> TO DO: For this task, copy all of the data below exactly and skip the pictures.
[DATASET RECORDS]
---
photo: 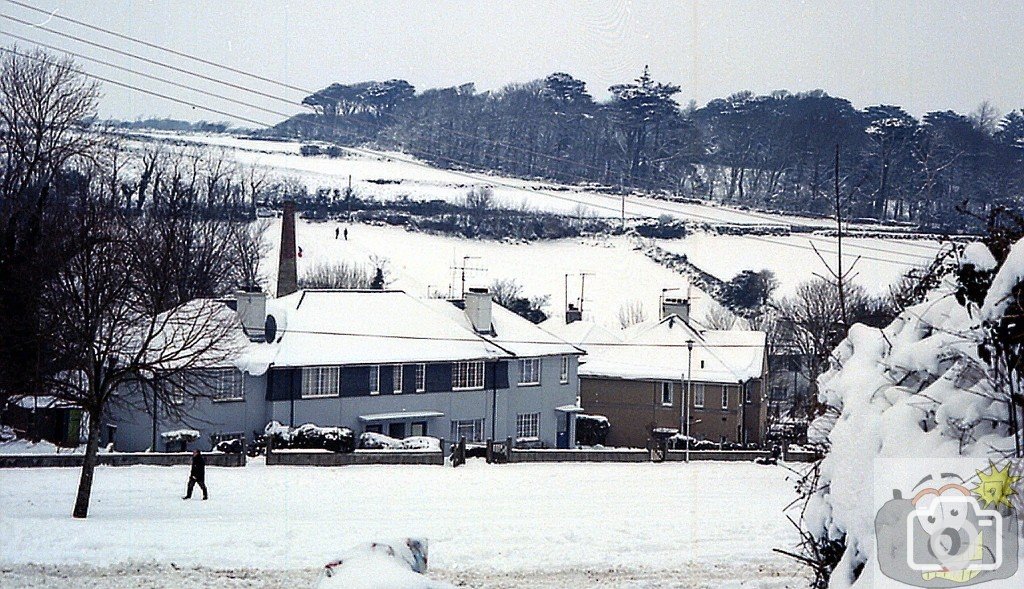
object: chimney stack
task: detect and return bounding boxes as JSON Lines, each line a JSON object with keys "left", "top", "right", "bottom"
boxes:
{"left": 464, "top": 287, "right": 493, "bottom": 333}
{"left": 565, "top": 303, "right": 583, "bottom": 324}
{"left": 236, "top": 291, "right": 267, "bottom": 342}
{"left": 277, "top": 200, "right": 298, "bottom": 297}
{"left": 661, "top": 297, "right": 690, "bottom": 323}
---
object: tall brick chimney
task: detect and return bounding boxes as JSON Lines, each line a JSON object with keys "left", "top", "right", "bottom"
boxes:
{"left": 276, "top": 200, "right": 298, "bottom": 297}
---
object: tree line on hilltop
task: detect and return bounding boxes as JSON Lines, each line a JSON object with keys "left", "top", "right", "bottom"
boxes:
{"left": 274, "top": 69, "right": 1024, "bottom": 233}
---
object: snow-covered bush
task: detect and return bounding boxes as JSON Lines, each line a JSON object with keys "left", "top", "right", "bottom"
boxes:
{"left": 262, "top": 421, "right": 356, "bottom": 453}
{"left": 0, "top": 424, "right": 16, "bottom": 442}
{"left": 358, "top": 432, "right": 440, "bottom": 451}
{"left": 797, "top": 241, "right": 1024, "bottom": 588}
{"left": 160, "top": 429, "right": 199, "bottom": 451}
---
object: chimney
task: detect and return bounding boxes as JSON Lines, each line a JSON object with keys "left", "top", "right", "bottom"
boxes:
{"left": 276, "top": 200, "right": 298, "bottom": 297}
{"left": 565, "top": 303, "right": 583, "bottom": 325}
{"left": 464, "top": 287, "right": 493, "bottom": 333}
{"left": 236, "top": 291, "right": 267, "bottom": 342}
{"left": 661, "top": 297, "right": 690, "bottom": 323}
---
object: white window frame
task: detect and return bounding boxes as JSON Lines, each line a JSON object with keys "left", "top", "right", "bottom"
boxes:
{"left": 302, "top": 366, "right": 341, "bottom": 398}
{"left": 450, "top": 418, "right": 485, "bottom": 443}
{"left": 518, "top": 358, "right": 542, "bottom": 386}
{"left": 693, "top": 383, "right": 705, "bottom": 408}
{"left": 722, "top": 385, "right": 729, "bottom": 410}
{"left": 453, "top": 360, "right": 485, "bottom": 390}
{"left": 516, "top": 412, "right": 540, "bottom": 439}
{"left": 415, "top": 363, "right": 426, "bottom": 392}
{"left": 392, "top": 365, "right": 403, "bottom": 393}
{"left": 660, "top": 382, "right": 674, "bottom": 406}
{"left": 559, "top": 355, "right": 570, "bottom": 384}
{"left": 212, "top": 368, "right": 244, "bottom": 402}
{"left": 369, "top": 365, "right": 380, "bottom": 395}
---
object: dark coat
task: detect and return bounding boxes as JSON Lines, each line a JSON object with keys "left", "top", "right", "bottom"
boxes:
{"left": 190, "top": 453, "right": 206, "bottom": 481}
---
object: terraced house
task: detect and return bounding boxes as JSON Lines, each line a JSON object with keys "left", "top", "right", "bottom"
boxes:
{"left": 104, "top": 288, "right": 584, "bottom": 451}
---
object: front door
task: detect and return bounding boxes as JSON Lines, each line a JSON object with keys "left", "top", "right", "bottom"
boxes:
{"left": 388, "top": 422, "right": 406, "bottom": 439}
{"left": 410, "top": 421, "right": 427, "bottom": 437}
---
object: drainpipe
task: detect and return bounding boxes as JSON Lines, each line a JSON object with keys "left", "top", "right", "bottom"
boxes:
{"left": 490, "top": 360, "right": 498, "bottom": 442}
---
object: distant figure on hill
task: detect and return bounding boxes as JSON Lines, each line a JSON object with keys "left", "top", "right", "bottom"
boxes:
{"left": 335, "top": 227, "right": 340, "bottom": 239}
{"left": 182, "top": 450, "right": 208, "bottom": 500}
{"left": 344, "top": 227, "right": 349, "bottom": 241}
[/DATASET RECORDS]
> WRITTEN ANSWER:
---
photo: 
object: chimney stack
task: detect and return bounding boxes as JSON Lines, each line a JSON object with keys "left", "top", "right", "bottom"
boxes:
{"left": 464, "top": 287, "right": 493, "bottom": 333}
{"left": 565, "top": 303, "right": 583, "bottom": 324}
{"left": 236, "top": 291, "right": 267, "bottom": 342}
{"left": 277, "top": 200, "right": 298, "bottom": 297}
{"left": 661, "top": 297, "right": 690, "bottom": 323}
---
object: tall brick chimney
task: detect and return bounding boxes as JSON Lines, each line a JSON object with keys "left", "top", "right", "bottom"
boxes:
{"left": 276, "top": 200, "right": 298, "bottom": 297}
---
object: tree line on hilltop
task: detect and return bounding boxes as JSON Lines, each line a JSON object with keys "left", "top", "right", "bottom"
boxes:
{"left": 274, "top": 69, "right": 1024, "bottom": 233}
---
object: snow-covered bush
task: detect and return bounding boxes as JSON Lines, each line a JSON object with keys "left", "top", "right", "bottom"
boxes:
{"left": 262, "top": 421, "right": 356, "bottom": 453}
{"left": 0, "top": 424, "right": 16, "bottom": 442}
{"left": 358, "top": 432, "right": 440, "bottom": 451}
{"left": 797, "top": 241, "right": 1024, "bottom": 588}
{"left": 160, "top": 429, "right": 199, "bottom": 451}
---
object: chimney
task: detect and return bounding boxes as JSON Lines, each line a JSON object with keys "left", "top", "right", "bottom"
boxes:
{"left": 276, "top": 200, "right": 298, "bottom": 297}
{"left": 565, "top": 303, "right": 583, "bottom": 325}
{"left": 464, "top": 287, "right": 493, "bottom": 333}
{"left": 236, "top": 291, "right": 267, "bottom": 342}
{"left": 661, "top": 297, "right": 690, "bottom": 323}
---
object: white window frame
task: detect and return bounding boxes as JSON Lines, each line a JSON object with keys "left", "top", "right", "bottom"
boxes:
{"left": 302, "top": 366, "right": 341, "bottom": 398}
{"left": 450, "top": 418, "right": 485, "bottom": 443}
{"left": 518, "top": 358, "right": 542, "bottom": 386}
{"left": 693, "top": 383, "right": 705, "bottom": 408}
{"left": 722, "top": 385, "right": 729, "bottom": 410}
{"left": 453, "top": 360, "right": 485, "bottom": 390}
{"left": 516, "top": 412, "right": 540, "bottom": 439}
{"left": 415, "top": 363, "right": 426, "bottom": 392}
{"left": 392, "top": 365, "right": 403, "bottom": 393}
{"left": 660, "top": 382, "right": 674, "bottom": 406}
{"left": 559, "top": 355, "right": 570, "bottom": 384}
{"left": 212, "top": 368, "right": 244, "bottom": 402}
{"left": 369, "top": 365, "right": 380, "bottom": 395}
---
object: dark coat
task: detect and return bounding boxes as JSON Lines, each line a JSON object with keys "left", "top", "right", "bottom"
boxes:
{"left": 190, "top": 453, "right": 206, "bottom": 481}
---
object: terraced house
task: detect and return bounding boxes as JSON Lines, each line a JSON object with keys "left", "top", "right", "bottom"
boxes:
{"left": 104, "top": 288, "right": 584, "bottom": 451}
---
object: front door
task: detect and return bounding boxes as JSON Lines, each line a JSON object with keys "left", "top", "right", "bottom"
boxes:
{"left": 388, "top": 422, "right": 406, "bottom": 439}
{"left": 410, "top": 421, "right": 427, "bottom": 437}
---
object: drainpipe
task: detect and return bounding boxes as JSON Lines, each line a JSON object with keys "left", "top", "right", "bottom"
boxes:
{"left": 490, "top": 360, "right": 498, "bottom": 442}
---
object: distant figure on hill
task: detect and return bounding boxes as JSON Lines, each line a JSON object with keys "left", "top", "right", "bottom"
boxes:
{"left": 335, "top": 227, "right": 340, "bottom": 239}
{"left": 182, "top": 450, "right": 208, "bottom": 500}
{"left": 344, "top": 227, "right": 349, "bottom": 241}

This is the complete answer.